__Exercise description__
Could all of the entries be written out exactly, with any pictures omitted?

Saved data entries:
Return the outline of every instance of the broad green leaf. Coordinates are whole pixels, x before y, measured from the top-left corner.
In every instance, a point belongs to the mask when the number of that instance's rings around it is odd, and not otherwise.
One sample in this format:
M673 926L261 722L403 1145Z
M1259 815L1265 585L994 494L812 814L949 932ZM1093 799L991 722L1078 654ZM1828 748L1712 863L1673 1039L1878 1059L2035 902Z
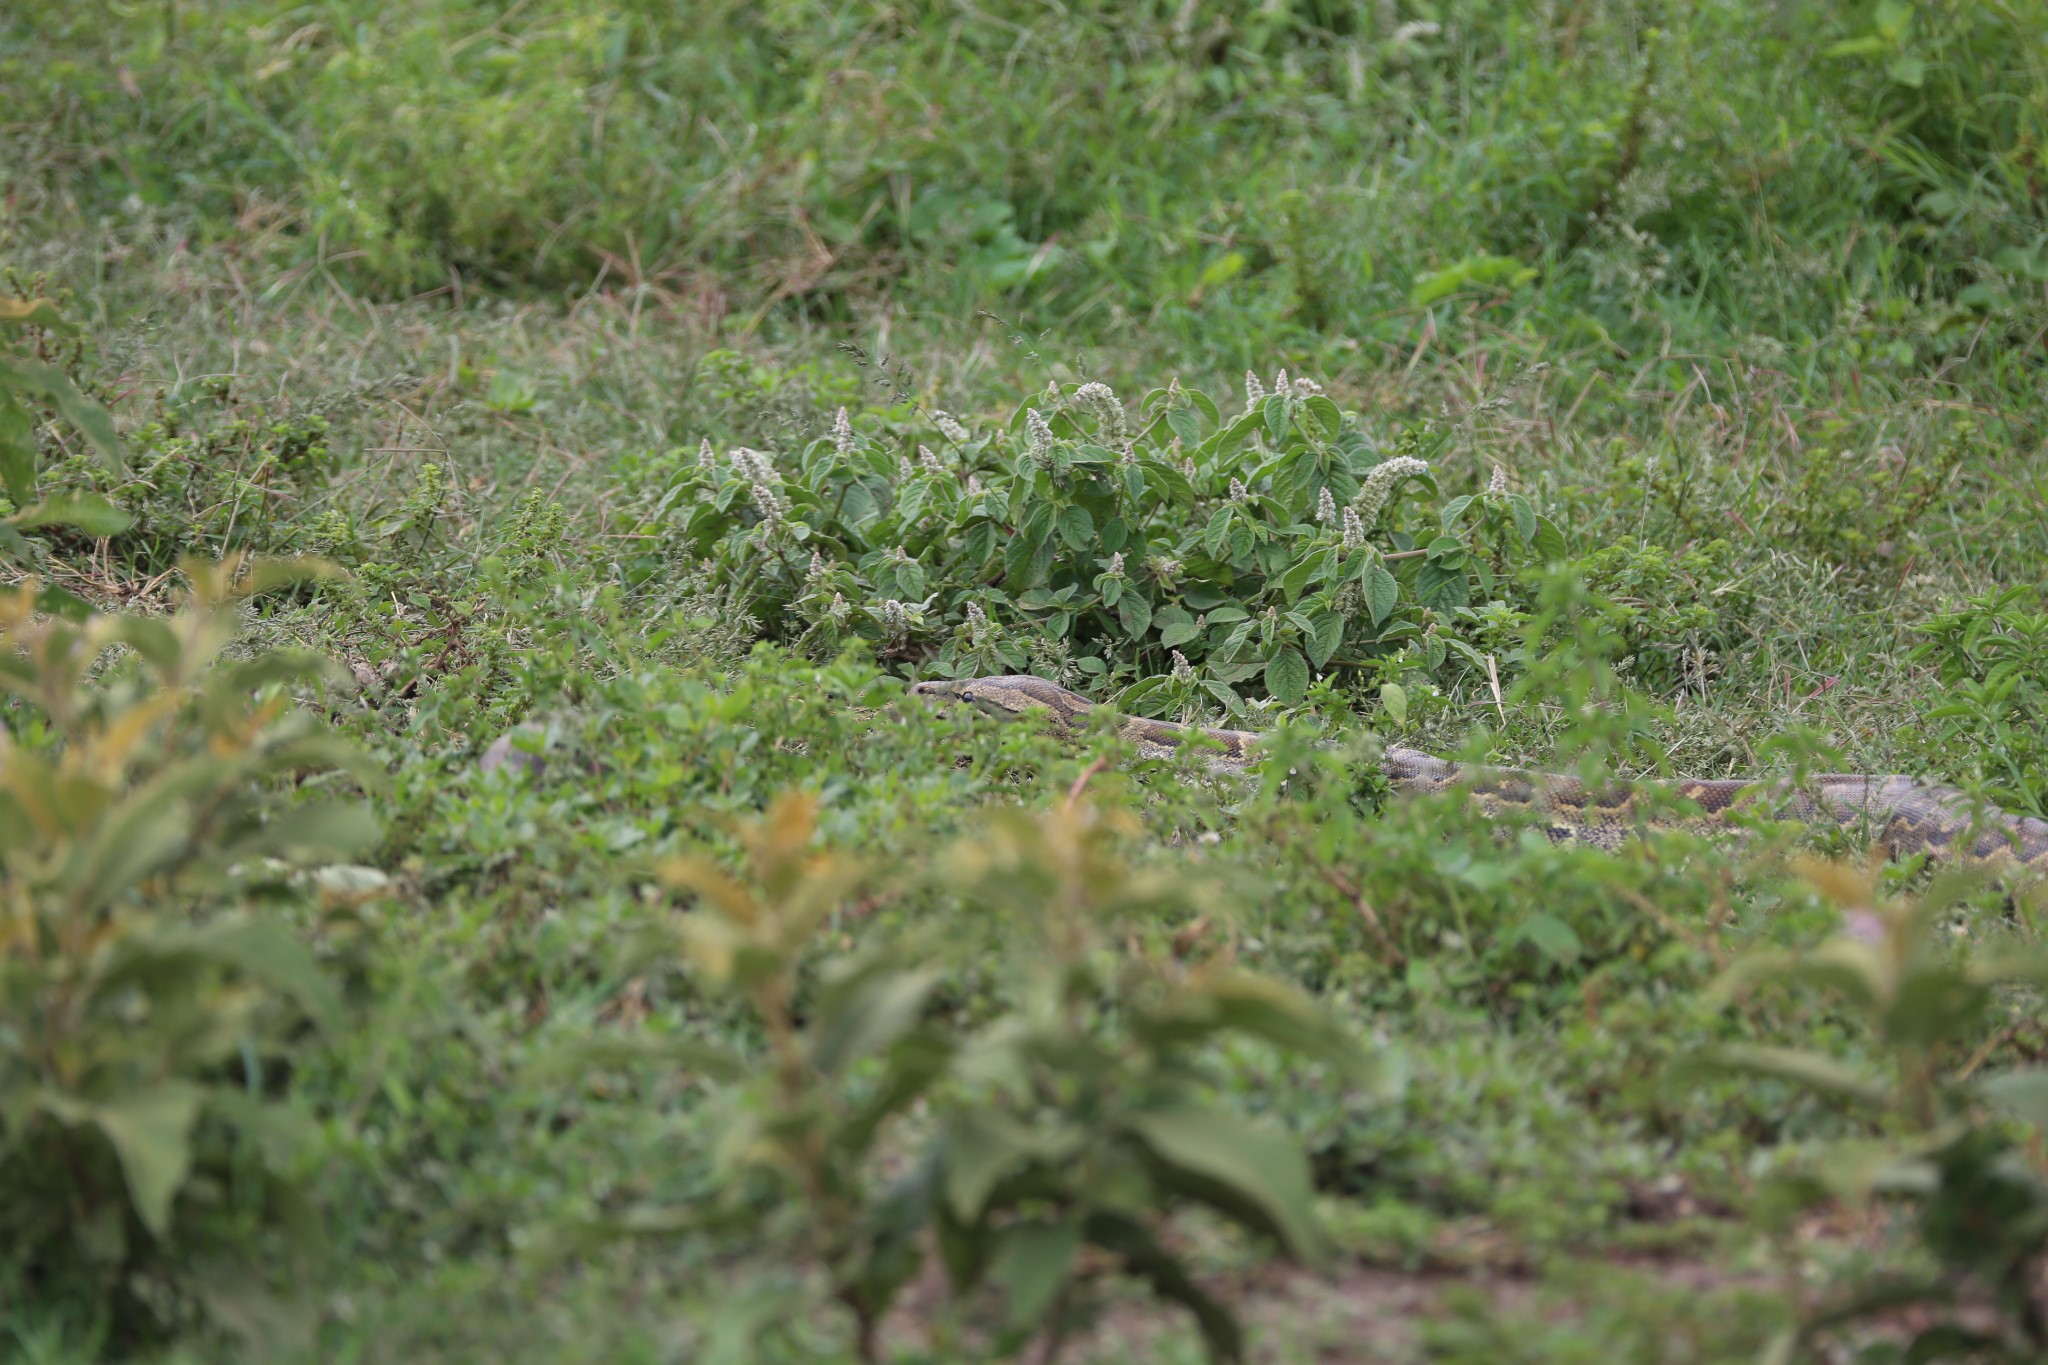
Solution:
M1315 394L1306 406L1309 415L1315 418L1316 425L1323 429L1324 439L1335 440L1337 433L1344 430L1344 414L1338 411L1335 403L1323 395Z
M2048 1067L2002 1072L1977 1083L1994 1106L2048 1133Z
M1467 256L1442 270L1416 276L1414 286L1408 291L1408 302L1417 308L1427 308L1461 289L1519 289L1535 278L1533 267L1523 265L1512 256L1482 253Z
M1578 930L1547 911L1539 910L1523 920L1515 929L1515 937L1552 962L1576 962L1586 950Z
M1337 575L1337 558L1337 547L1333 545L1320 554L1310 555L1302 563L1297 564L1288 572L1282 584L1287 600L1292 602L1300 597L1308 588L1318 583L1327 583L1335 578Z
M73 901L97 910L161 870L184 852L190 819L188 805L160 789L131 793L79 845Z
M1832 938L1808 953L1755 952L1737 958L1708 988L1726 999L1760 981L1799 981L1838 991L1859 1009L1878 1013L1888 1008L1897 983L1891 955L1860 939Z
M1990 1003L1990 991L1949 967L1910 971L1884 1013L1885 1036L1929 1047L1964 1037Z
M1308 660L1292 645L1266 660L1266 691L1283 706L1299 706L1308 695Z
M48 299L0 299L0 326L41 327L62 336L78 334L78 325L67 322Z
M924 600L924 565L916 560L896 566L896 590L906 602Z
M1401 600L1401 580L1395 578L1375 556L1372 572L1366 575L1365 605L1372 613L1373 627L1377 629Z
M1124 497L1128 499L1126 505L1141 505L1145 501L1145 471L1138 466L1137 461L1126 461L1119 471L1119 477L1123 480Z
M1719 1070L1774 1076L1865 1104L1883 1104L1890 1094L1874 1077L1817 1052L1754 1043L1728 1043L1708 1050L1702 1054L1701 1061Z
M1381 683L1380 705L1387 708L1387 716L1395 725L1408 723L1408 689L1401 684Z
M1354 1081L1374 1071L1342 1026L1314 1001L1284 981L1254 972L1223 968L1198 975L1167 1002L1161 1018L1203 1030L1236 1029L1337 1067Z
M1223 709L1233 716L1244 710L1244 698L1238 696L1228 683L1219 682L1215 678L1204 678L1202 690L1214 697L1222 704Z
M990 1110L963 1112L944 1139L946 1204L963 1223L977 1221L996 1185L1042 1155L1037 1134Z
M1144 594L1132 591L1117 599L1117 619L1123 623L1124 634L1133 640L1152 628L1152 604Z
M1202 545L1211 558L1223 553L1223 544L1230 538L1230 525L1237 509L1225 503L1209 516L1209 524L1202 528Z
M1287 443L1287 430L1293 416L1294 400L1282 394L1268 394L1259 404L1259 413L1265 419L1266 431L1273 438L1273 444Z
M9 525L5 517L0 517L0 550L7 551L16 559L29 559L35 554L35 547L22 537L21 532ZM87 614L90 615L91 613L88 612ZM79 617L77 619L83 620L85 618Z
M1508 510L1514 514L1515 534L1522 538L1524 545L1536 543L1536 509L1520 493L1508 494Z
M915 525L917 519L924 515L925 498L929 494L930 489L923 482L913 483L904 490L903 496L896 502L896 523L899 526Z
M334 660L314 650L273 649L253 659L224 663L213 676L230 691L253 692L271 683L298 682L303 678L323 675L331 677L339 668Z
M818 1000L812 1030L817 1038L813 1064L836 1076L851 1063L890 1046L917 1023L938 979L930 970L863 963L829 982Z
M266 821L246 847L332 860L375 848L380 837L377 817L361 802L309 801Z
M22 508L11 520L24 531L75 526L89 536L117 536L135 519L97 493L59 493Z
M1194 485L1172 465L1163 460L1146 460L1139 468L1144 470L1146 481L1157 486L1174 506L1185 507L1194 500Z
M28 409L0 389L0 488L16 507L36 496L36 424Z
M1529 548L1545 564L1562 564L1571 558L1571 548L1565 542L1564 532L1558 530L1557 523L1549 517L1536 518L1536 534L1529 538Z
M1941 1171L1925 1156L1867 1139L1851 1138L1827 1148L1814 1163L1813 1173L1829 1194L1845 1203L1860 1203L1874 1194L1925 1196L1941 1188Z
M1163 649L1184 645L1202 633L1188 609L1180 606L1165 606L1153 612L1152 626L1159 632L1159 644Z
M1756 1365L1792 1365L1799 1354L1800 1335L1797 1327L1784 1327L1771 1334L1757 1353Z
M1013 593L1035 586L1027 577L1031 572L1032 555L1038 543L1027 534L1019 533L1010 537L1003 547L1004 586Z
M902 1113L943 1079L956 1051L950 1039L912 1032L889 1048L881 1083L842 1119L832 1134L840 1151L865 1153L884 1122Z
M1344 618L1334 611L1317 616L1307 641L1308 661L1317 668L1327 668L1330 657L1337 652L1337 646L1344 643Z
M382 790L389 775L369 754L338 735L300 735L272 745L263 756L267 773L345 772L372 791Z
M160 618L153 616L119 616L114 618L114 634L158 673L169 676L177 672L178 658L182 646L177 632Z
M318 555L251 559L241 565L241 572L237 575L230 576L224 572L233 567L232 564L216 566L189 556L178 564L194 590L208 600L255 597L273 588L347 576L340 565Z
M1090 548L1095 544L1095 518L1085 507L1066 508L1060 513L1060 537L1075 550Z
M171 1204L192 1166L192 1124L204 1095L190 1081L169 1080L99 1102L46 1091L39 1107L73 1127L91 1124L106 1135L136 1216L161 1241L171 1230Z
M55 583L45 583L36 589L36 610L79 623L90 617L95 609L92 603L69 588L60 588Z
M282 1166L320 1135L320 1125L290 1103L263 1099L247 1090L217 1087L207 1092L206 1112L233 1125L237 1134L253 1139L273 1166Z
M1173 434L1187 449L1193 450L1202 443L1201 424L1196 420L1193 408L1169 408L1166 425L1173 429Z
M102 462L121 468L121 448L114 437L114 419L107 410L78 391L64 371L55 365L22 356L0 354L0 384L17 391L41 394L58 415L78 428Z
M1415 600L1437 611L1469 606L1472 601L1471 578L1462 564L1451 568L1425 560L1415 571Z
M1028 588L1033 584L1043 583L1045 576L1052 571L1053 557L1057 552L1058 543L1055 537L1047 536L1039 541L1031 551L1031 563L1024 570L1024 579L1018 586Z
M1192 1104L1139 1110L1125 1122L1160 1161L1198 1178L1204 1202L1302 1261L1322 1255L1308 1161L1285 1134Z
M1250 264L1250 258L1242 251L1226 251L1202 267L1200 287L1203 289L1215 289L1221 285L1228 284L1243 273L1245 266L1248 264Z
M230 916L197 929L162 932L132 948L117 948L98 986L107 990L145 979L181 957L232 967L283 991L325 1031L340 1025L340 994L298 937L274 920Z
M996 1247L989 1278L1009 1294L1009 1324L1029 1327L1044 1315L1066 1287L1081 1249L1081 1224L1030 1220L1005 1228Z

__Solution__
Return the outline of every instance of the broad green leaf. Coordinates are whole pixels, x before y, measured from the top-left corner.
In every instance, a point belongs to the mask when the number of that instance's rings around it is odd, and not otherwise.
One sample in this format:
M673 926L261 722L403 1145Z
M1259 815L1265 585L994 494L812 814L949 932ZM1093 799L991 722L1078 654ZM1828 748L1712 863L1673 1039L1878 1059L2035 902Z
Solution:
M1315 394L1306 406L1309 415L1315 418L1316 425L1323 429L1324 439L1335 440L1337 433L1344 430L1344 414L1338 411L1335 403L1323 395Z
M2048 1067L2002 1072L1977 1083L1994 1106L2048 1133Z
M1467 256L1442 270L1416 276L1414 286L1408 291L1408 302L1417 308L1427 308L1461 289L1519 289L1535 278L1533 267L1523 265L1512 256L1482 253Z
M1578 930L1547 911L1539 910L1523 920L1515 929L1515 937L1552 962L1576 962L1586 950Z
M1337 575L1337 558L1337 547L1333 545L1320 554L1310 555L1302 563L1297 564L1288 572L1282 584L1287 600L1292 602L1300 597L1308 588L1318 583L1327 583L1335 578Z
M73 901L97 910L161 870L184 852L190 819L188 805L160 789L131 793L79 845Z
M1832 938L1808 953L1755 952L1737 958L1708 988L1726 999L1760 981L1799 981L1838 991L1859 1009L1878 1013L1888 1008L1897 983L1891 955L1860 939Z
M1990 1003L1990 991L1949 967L1910 971L1884 1013L1885 1036L1929 1047L1964 1037Z
M1308 660L1292 645L1266 660L1266 691L1283 706L1299 706L1308 695Z
M48 299L0 299L0 326L41 327L62 336L78 334L78 325L67 322Z
M924 600L924 565L916 560L896 566L896 590L906 602Z
M1401 600L1401 580L1395 578L1375 556L1372 572L1366 575L1365 605L1372 613L1373 627L1377 629Z
M1124 497L1128 499L1126 505L1141 505L1145 501L1145 471L1138 466L1137 461L1126 461L1119 471L1119 477L1123 480Z
M1719 1070L1774 1076L1865 1104L1883 1104L1890 1094L1874 1077L1817 1052L1754 1043L1728 1043L1708 1050L1702 1054L1701 1061Z
M1381 683L1380 705L1387 708L1387 716L1395 725L1408 723L1408 689L1401 684Z
M1354 1081L1374 1071L1342 1026L1314 1001L1284 981L1254 972L1223 968L1198 975L1167 1002L1161 1018L1203 1030L1236 1029L1337 1067Z
M1223 709L1233 716L1244 710L1244 698L1238 696L1228 683L1219 682L1215 678L1204 678L1202 690L1214 697L1222 704Z
M990 1110L963 1112L944 1139L946 1204L963 1223L977 1221L996 1185L1042 1155L1037 1134Z
M1144 594L1132 591L1117 599L1117 619L1123 623L1124 634L1133 640L1152 628L1152 604Z
M1202 545L1211 558L1223 553L1223 544L1230 538L1230 525L1237 509L1225 503L1209 516L1209 524L1202 528Z
M1287 443L1287 430L1293 416L1294 400L1282 394L1268 394L1259 404L1259 413L1265 419L1266 431L1273 438L1273 444Z
M9 525L5 517L0 517L0 550L7 551L16 559L29 559L35 554L35 547L22 537L21 532ZM87 614L90 615L91 613L88 612ZM79 617L77 619L83 620L85 618Z
M1508 510L1514 514L1515 534L1522 538L1524 545L1536 543L1536 509L1520 493L1508 494Z
M915 525L917 519L924 515L925 498L929 494L930 489L923 482L913 483L904 490L903 496L896 502L896 523L899 526Z
M334 660L314 650L273 649L253 659L224 663L213 676L230 691L253 692L271 683L298 682L303 678L323 675L331 677L339 668Z
M818 1000L812 1030L817 1038L813 1064L836 1076L851 1063L890 1046L917 1023L938 979L930 970L863 963L829 982Z
M266 821L246 847L332 860L375 848L380 837L377 817L361 802L309 801Z
M22 508L11 520L24 531L75 526L89 536L117 536L135 519L97 493L59 493Z
M1194 485L1172 465L1163 460L1146 460L1139 468L1144 470L1146 481L1157 486L1174 506L1185 507L1194 500Z
M28 409L0 389L0 488L16 507L36 496L36 424Z
M1529 548L1545 564L1562 564L1571 558L1571 548L1565 542L1564 532L1558 530L1557 523L1549 517L1536 518L1536 534L1529 538Z
M1941 1171L1925 1156L1867 1139L1851 1138L1827 1148L1814 1163L1813 1173L1829 1194L1845 1203L1860 1203L1874 1194L1925 1196L1941 1188Z
M1163 649L1184 645L1202 633L1188 609L1180 606L1165 606L1153 612L1152 626L1159 632L1159 644Z
M1756 1365L1792 1365L1799 1354L1800 1335L1797 1327L1784 1327L1771 1334L1757 1353Z
M1013 593L1035 586L1027 577L1031 572L1032 555L1038 543L1027 534L1019 533L1010 537L1003 547L1004 586Z
M902 1113L943 1079L956 1051L950 1039L912 1032L889 1048L881 1083L842 1119L832 1134L840 1151L865 1153L884 1122Z
M1344 618L1334 611L1317 616L1307 641L1308 661L1317 668L1327 668L1330 657L1337 652L1337 646L1344 643Z
M382 790L389 775L369 754L338 735L300 735L272 745L263 756L267 773L345 772L372 791Z
M160 618L153 616L119 616L114 618L114 634L158 673L169 676L177 672L178 658L182 646L177 632Z
M318 555L251 559L241 565L241 572L237 575L230 576L224 572L233 567L232 564L216 566L189 556L178 564L194 590L208 600L255 597L273 588L347 576L340 565Z
M1090 548L1095 544L1095 518L1085 507L1066 508L1060 513L1060 537L1075 550Z
M171 1204L192 1166L192 1124L204 1095L190 1081L169 1080L99 1102L46 1091L39 1107L73 1127L91 1124L106 1135L136 1216L161 1241L171 1230Z
M55 583L45 583L36 589L36 610L79 623L90 617L95 609L92 603L69 588L60 588Z
M282 1166L320 1135L320 1125L290 1103L263 1099L247 1090L217 1087L207 1092L206 1112L233 1125L237 1134L253 1139L273 1166Z
M1173 434L1187 449L1193 450L1202 443L1201 424L1196 420L1193 408L1169 408L1166 425L1173 429Z
M102 462L121 468L121 448L114 437L114 419L107 410L78 391L64 371L55 365L22 356L0 354L0 384L17 391L41 394L58 415L78 428Z
M1415 600L1437 611L1469 606L1472 601L1471 578L1462 564L1451 568L1425 560L1415 571Z
M1028 588L1033 584L1043 583L1045 576L1052 571L1053 557L1057 552L1058 543L1055 537L1047 536L1039 541L1031 551L1031 563L1024 570L1024 579L1018 586Z
M1192 1104L1139 1110L1125 1122L1160 1161L1198 1178L1204 1202L1302 1261L1322 1255L1308 1161L1285 1134Z
M1250 264L1250 258L1242 251L1226 251L1202 267L1200 287L1203 289L1215 289L1221 285L1228 284L1243 273L1245 266L1248 264Z
M230 916L197 929L162 932L132 948L117 948L98 986L107 990L145 979L181 957L232 967L283 991L325 1031L340 1025L340 994L298 937L274 920Z
M996 1247L989 1278L1009 1294L1009 1324L1029 1327L1044 1315L1066 1287L1081 1249L1081 1224L1030 1220L1005 1228Z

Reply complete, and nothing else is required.